WHAT THE TASK REQUIRES = Reproduce each of the following items verbatim, preserving every line without alteration.

╭─ ROWS

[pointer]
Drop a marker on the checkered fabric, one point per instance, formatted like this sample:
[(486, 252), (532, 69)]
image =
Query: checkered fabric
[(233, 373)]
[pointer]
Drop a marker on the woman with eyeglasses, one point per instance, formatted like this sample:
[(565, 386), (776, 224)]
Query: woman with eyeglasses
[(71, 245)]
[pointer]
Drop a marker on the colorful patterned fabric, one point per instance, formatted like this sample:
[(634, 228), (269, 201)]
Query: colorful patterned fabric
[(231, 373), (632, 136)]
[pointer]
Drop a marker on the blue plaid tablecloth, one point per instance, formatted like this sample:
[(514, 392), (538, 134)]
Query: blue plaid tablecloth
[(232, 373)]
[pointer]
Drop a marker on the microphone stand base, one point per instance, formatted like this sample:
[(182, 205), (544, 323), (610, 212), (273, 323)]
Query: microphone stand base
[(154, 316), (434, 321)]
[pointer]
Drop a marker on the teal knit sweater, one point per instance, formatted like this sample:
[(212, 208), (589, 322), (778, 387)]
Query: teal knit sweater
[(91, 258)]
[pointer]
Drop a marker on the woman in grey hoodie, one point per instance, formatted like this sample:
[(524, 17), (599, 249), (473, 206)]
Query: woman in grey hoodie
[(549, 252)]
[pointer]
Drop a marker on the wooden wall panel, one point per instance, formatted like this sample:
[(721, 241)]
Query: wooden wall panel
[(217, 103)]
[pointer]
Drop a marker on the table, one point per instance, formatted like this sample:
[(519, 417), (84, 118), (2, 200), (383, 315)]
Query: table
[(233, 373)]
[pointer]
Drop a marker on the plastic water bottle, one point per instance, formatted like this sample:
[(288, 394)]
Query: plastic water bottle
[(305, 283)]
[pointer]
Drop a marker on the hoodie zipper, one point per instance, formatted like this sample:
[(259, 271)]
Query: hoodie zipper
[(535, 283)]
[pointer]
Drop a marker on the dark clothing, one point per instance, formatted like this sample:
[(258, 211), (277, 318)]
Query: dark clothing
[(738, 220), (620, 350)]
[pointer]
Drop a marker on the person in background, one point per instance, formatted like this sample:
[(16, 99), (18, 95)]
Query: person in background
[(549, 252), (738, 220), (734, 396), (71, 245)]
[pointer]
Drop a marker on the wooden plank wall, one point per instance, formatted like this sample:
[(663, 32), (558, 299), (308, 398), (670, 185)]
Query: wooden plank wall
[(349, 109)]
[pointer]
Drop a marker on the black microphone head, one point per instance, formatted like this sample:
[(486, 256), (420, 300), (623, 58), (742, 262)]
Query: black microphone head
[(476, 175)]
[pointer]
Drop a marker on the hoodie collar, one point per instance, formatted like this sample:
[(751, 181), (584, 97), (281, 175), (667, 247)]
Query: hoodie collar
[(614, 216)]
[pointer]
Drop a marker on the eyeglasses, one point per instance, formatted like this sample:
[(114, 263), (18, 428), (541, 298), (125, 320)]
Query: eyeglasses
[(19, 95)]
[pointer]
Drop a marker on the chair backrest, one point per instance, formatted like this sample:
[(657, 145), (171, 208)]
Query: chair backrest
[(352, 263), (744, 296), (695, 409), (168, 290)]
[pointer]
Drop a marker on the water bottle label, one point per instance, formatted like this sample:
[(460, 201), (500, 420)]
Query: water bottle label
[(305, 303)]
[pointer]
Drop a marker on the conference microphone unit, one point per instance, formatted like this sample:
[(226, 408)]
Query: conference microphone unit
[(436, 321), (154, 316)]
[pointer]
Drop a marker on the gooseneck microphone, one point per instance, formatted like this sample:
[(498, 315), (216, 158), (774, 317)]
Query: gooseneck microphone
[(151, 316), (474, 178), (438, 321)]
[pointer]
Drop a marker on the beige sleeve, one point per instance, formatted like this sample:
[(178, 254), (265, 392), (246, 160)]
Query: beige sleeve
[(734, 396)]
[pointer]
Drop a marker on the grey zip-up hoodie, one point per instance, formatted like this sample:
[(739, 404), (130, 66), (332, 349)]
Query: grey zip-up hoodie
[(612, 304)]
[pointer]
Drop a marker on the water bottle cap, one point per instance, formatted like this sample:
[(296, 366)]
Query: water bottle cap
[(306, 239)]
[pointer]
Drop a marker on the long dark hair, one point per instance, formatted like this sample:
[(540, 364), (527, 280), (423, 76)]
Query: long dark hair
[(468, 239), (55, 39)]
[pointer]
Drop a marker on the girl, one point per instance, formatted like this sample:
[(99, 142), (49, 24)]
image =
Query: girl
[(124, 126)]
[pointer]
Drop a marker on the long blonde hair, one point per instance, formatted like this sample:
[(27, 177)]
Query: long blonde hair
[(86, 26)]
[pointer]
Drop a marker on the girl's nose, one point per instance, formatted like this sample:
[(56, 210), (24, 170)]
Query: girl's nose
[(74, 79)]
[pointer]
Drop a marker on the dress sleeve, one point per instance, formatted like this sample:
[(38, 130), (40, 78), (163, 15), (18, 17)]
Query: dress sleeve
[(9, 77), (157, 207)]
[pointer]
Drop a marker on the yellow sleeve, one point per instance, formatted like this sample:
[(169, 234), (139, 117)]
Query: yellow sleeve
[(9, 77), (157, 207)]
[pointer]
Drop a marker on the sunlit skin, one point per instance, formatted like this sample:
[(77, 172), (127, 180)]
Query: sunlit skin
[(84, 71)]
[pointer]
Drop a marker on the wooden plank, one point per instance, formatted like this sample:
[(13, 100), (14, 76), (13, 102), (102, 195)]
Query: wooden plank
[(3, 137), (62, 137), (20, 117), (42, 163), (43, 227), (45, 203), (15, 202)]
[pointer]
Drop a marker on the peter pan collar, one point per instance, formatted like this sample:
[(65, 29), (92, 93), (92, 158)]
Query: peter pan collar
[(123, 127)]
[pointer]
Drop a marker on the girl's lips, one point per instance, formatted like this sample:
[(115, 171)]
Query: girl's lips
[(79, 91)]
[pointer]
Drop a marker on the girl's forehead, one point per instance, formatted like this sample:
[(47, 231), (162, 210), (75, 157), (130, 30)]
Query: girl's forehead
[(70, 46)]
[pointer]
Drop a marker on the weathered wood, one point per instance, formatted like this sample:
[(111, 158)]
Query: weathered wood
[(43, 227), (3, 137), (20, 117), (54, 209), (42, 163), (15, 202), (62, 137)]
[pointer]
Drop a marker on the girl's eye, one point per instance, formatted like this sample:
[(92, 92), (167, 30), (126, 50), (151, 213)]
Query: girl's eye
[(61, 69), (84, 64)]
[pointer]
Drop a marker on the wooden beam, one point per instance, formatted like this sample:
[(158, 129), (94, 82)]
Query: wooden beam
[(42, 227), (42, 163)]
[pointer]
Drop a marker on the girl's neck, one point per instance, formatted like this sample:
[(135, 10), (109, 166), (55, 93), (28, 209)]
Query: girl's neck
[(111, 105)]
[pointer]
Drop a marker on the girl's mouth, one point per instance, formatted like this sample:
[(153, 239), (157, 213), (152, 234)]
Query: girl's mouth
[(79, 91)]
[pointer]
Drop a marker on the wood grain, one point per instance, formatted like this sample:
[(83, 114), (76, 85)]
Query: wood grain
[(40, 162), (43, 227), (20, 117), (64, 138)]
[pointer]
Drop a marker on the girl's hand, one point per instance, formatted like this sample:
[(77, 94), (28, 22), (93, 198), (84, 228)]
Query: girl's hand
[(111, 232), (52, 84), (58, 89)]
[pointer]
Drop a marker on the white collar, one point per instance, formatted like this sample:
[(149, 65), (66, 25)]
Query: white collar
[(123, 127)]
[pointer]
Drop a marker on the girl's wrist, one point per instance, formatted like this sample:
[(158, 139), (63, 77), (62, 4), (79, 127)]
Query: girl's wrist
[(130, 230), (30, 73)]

╰─

ANSWER TO THE EXERCISE =
[pointer]
Drop a marker on the checkered fabric, one point per instance, formatted like this sample:
[(486, 252), (532, 69)]
image =
Query: checkered fabric
[(233, 373)]
[pointer]
Drop a marker on the woman with eyeglasses, one point per instance, formatted like this sample:
[(565, 386), (776, 224)]
Query: woman with eyeglasses
[(71, 245)]
[pointer]
Drop a marker on the colorful patterned fabric, one point per instance, formatted like this sample:
[(634, 228), (269, 201)]
Query: colorful patterned fabric
[(231, 373), (632, 136)]
[pointer]
Drop a marker on the blue plaid tablecloth, one point per instance, formatted like this sample:
[(514, 392), (538, 134)]
Query: blue plaid tablecloth
[(232, 373)]
[pointer]
Drop a marker on the microphone stand base, one point per instance, formatted like this sample:
[(182, 205), (544, 323), (610, 212), (273, 323)]
Query: microphone stand base
[(154, 316), (434, 321)]
[pointer]
Drop a marker on the teal knit sweater, one point per instance, formatted like this sample:
[(212, 208), (589, 322), (778, 387)]
Query: teal knit sweater
[(91, 258)]
[pointer]
Drop a marker on the woman in grey hoodie, one point per instance, formatted like this sample:
[(524, 17), (599, 249), (473, 206)]
Query: woman in grey hoodie
[(549, 252)]
[pointer]
Drop a marker on the wooden wall panel, one point per instance, formatted like this sample:
[(721, 241)]
Query: wooden wall panel
[(217, 103)]
[pointer]
Drop a marker on the table, one point per instance, formatted like this sample:
[(519, 417), (84, 118), (2, 200), (383, 315)]
Query: table
[(233, 373)]
[pointer]
Drop a marker on the plastic water bottle, one point per instance, formatted like this sample:
[(288, 394)]
Query: plastic water bottle
[(305, 283)]
[pointer]
Drop a marker on the hoodie zipper, one point per instance, formatted like this sample:
[(259, 271)]
Query: hoodie zipper
[(535, 283)]
[pointer]
Drop a marker on the dark clothing, one point per instance, formatted like this sample:
[(258, 211), (277, 318)]
Query: dark clothing
[(738, 220), (620, 350)]
[pointer]
Drop a marker on the person in background, one point per instance, formatted like this sample:
[(16, 99), (18, 95)]
Query: person in background
[(549, 252), (738, 220), (734, 396), (71, 245)]
[pointer]
Drop a marker on the wooden plank wall, one point per instance, formatted like this sample:
[(663, 32), (558, 299), (308, 398), (670, 185)]
Query: wooden plank wall
[(349, 109)]
[pointer]
Drop a marker on the black microphone head, one point per instance, formatted like this sample:
[(486, 256), (420, 300), (623, 58), (742, 262)]
Query: black microphone head
[(476, 175)]
[pointer]
Drop a marker on the hoodie collar, one point per instance, formatted like this sample:
[(751, 181), (584, 97), (281, 175), (667, 247)]
Query: hoodie collar
[(614, 216)]
[pointer]
Drop a marker on the eyeglasses, one point per instance, formatted like this sample:
[(114, 263), (18, 428), (541, 298), (125, 320)]
Query: eyeglasses
[(19, 95)]
[pointer]
Drop a marker on the chair backrest, one point per instance, formatted like this sample:
[(657, 145), (171, 208)]
Query: chair backrest
[(352, 263), (744, 296), (695, 409), (168, 290)]
[pointer]
Drop a marker on the water bottle label, one point per instance, formatted like this sample:
[(460, 201), (500, 420)]
Query: water bottle label
[(305, 303)]
[pointer]
Drop a marker on the conference microphone unit, one point per instance, formatted like this sample:
[(226, 408)]
Query: conference microphone unit
[(436, 321), (154, 316)]
[pointer]
Drop a marker on the gooseneck microphone, one point per instance, formatted like this sample:
[(498, 315), (216, 158), (774, 317)]
Query: gooseneck microphone
[(151, 316), (474, 178), (438, 321)]
[pointer]
Drop a marker on the beige sleeve, one point per instance, formatted like this sample:
[(178, 254), (265, 392), (246, 160)]
Query: beige sleeve
[(734, 396)]
[pointer]
Drop a marker on the grey zip-up hoodie, one point per instance, formatted like this sample:
[(739, 404), (130, 66), (332, 349)]
Query: grey zip-up hoodie
[(612, 304)]
[pointer]
Drop a marker on the water bottle cap, one point per instance, formatted like this sample:
[(296, 366)]
Query: water bottle cap
[(306, 239)]
[pointer]
Drop a marker on the long dark hair, one point per instance, formatted like this sample:
[(540, 364), (527, 280), (423, 76)]
Query: long dark hair
[(468, 239), (55, 39)]
[pointer]
Drop a marker on the girl, one point per instance, formatted like this sample:
[(99, 142), (49, 24)]
image =
Query: girl
[(124, 126)]
[pointer]
Drop a marker on the long blonde hair, one point per instance, formatted like this sample:
[(27, 177)]
Query: long blonde hair
[(86, 26)]
[pointer]
Drop a marker on the girl's nose, one point per instance, formatted like this sample:
[(56, 210), (24, 170)]
Query: girl's nose
[(74, 79)]
[pointer]
Drop a marker on the dress sleeve, one point per instance, formatted like this sample:
[(38, 130), (40, 78), (163, 15), (18, 17)]
Query: dress sleeve
[(9, 77), (157, 207)]
[pointer]
Drop a marker on the yellow sleeve, one point per instance, formatted like this sample:
[(169, 234), (139, 117)]
Query: yellow sleeve
[(9, 77), (157, 207)]
[pointer]
Drop a marker on the sunlit skin, one point per instance, formatted like this sample:
[(77, 172), (127, 180)]
Query: sunlit skin
[(84, 71)]
[pointer]
Drop a marker on the wooden plank, one point per instance, formatted like this sample:
[(13, 100), (14, 76), (13, 102), (102, 195)]
Query: wooden plank
[(3, 137), (62, 137), (20, 117), (42, 163), (43, 227), (45, 203), (15, 202)]
[pointer]
Drop a marker on the peter pan collar, one point per instance, formatted like this sample:
[(65, 29), (92, 93), (92, 158)]
Query: peter pan collar
[(123, 127)]
[pointer]
Drop a marker on the girl's lips, one point per instance, formatted like this sample:
[(115, 171)]
Query: girl's lips
[(79, 91)]
[pointer]
Drop a marker on the girl's forehead, one point per instance, formatted like this sample:
[(47, 231), (162, 210), (75, 157), (130, 30)]
Query: girl's forehead
[(70, 46)]
[pointer]
Drop a marker on the weathered wood, one point per instance, formatted like this sample:
[(111, 158)]
Query: weathered wood
[(43, 227), (3, 137), (20, 117), (54, 209), (42, 163), (15, 202), (62, 137)]
[pointer]
Drop a marker on the girl's eye, one point per instance, formatted like this sample:
[(92, 92), (167, 30), (126, 50), (151, 213)]
Query: girl's eye
[(61, 69), (84, 64)]
[pointer]
Drop a marker on the wooden beam, one point per instance, formatted like this sample:
[(158, 129), (94, 82)]
Query: wooden beam
[(42, 227), (42, 163)]
[pointer]
Drop a marker on the girl's neck, one point per instance, formatted like this sample:
[(135, 10), (109, 166), (55, 93), (28, 209)]
Query: girl's neck
[(111, 105)]
[pointer]
Drop a marker on the girl's mouth, one point per instance, formatted like this sample:
[(153, 239), (157, 213), (152, 234)]
Query: girl's mouth
[(79, 91)]
[pointer]
Drop a marker on the wood grain, one point per instance, formatted like this sample:
[(83, 114), (76, 85)]
Query: wood grain
[(40, 162), (43, 227), (20, 117), (64, 138)]
[pointer]
Drop a marker on the girl's hand, one point per instance, formatted like this sample:
[(77, 94), (28, 22), (93, 198), (84, 228)]
Query: girl's hand
[(111, 232), (52, 84), (58, 89)]
[pointer]
Drop a marker on the white collar, one point per instance, formatted like this sample:
[(149, 65), (66, 25)]
Query: white collar
[(123, 127)]
[pointer]
Drop a marker on the girl's wrist, one point per instance, formatted like this sample:
[(158, 139), (63, 77), (62, 4), (79, 127)]
Query: girl's wrist
[(130, 230), (30, 73)]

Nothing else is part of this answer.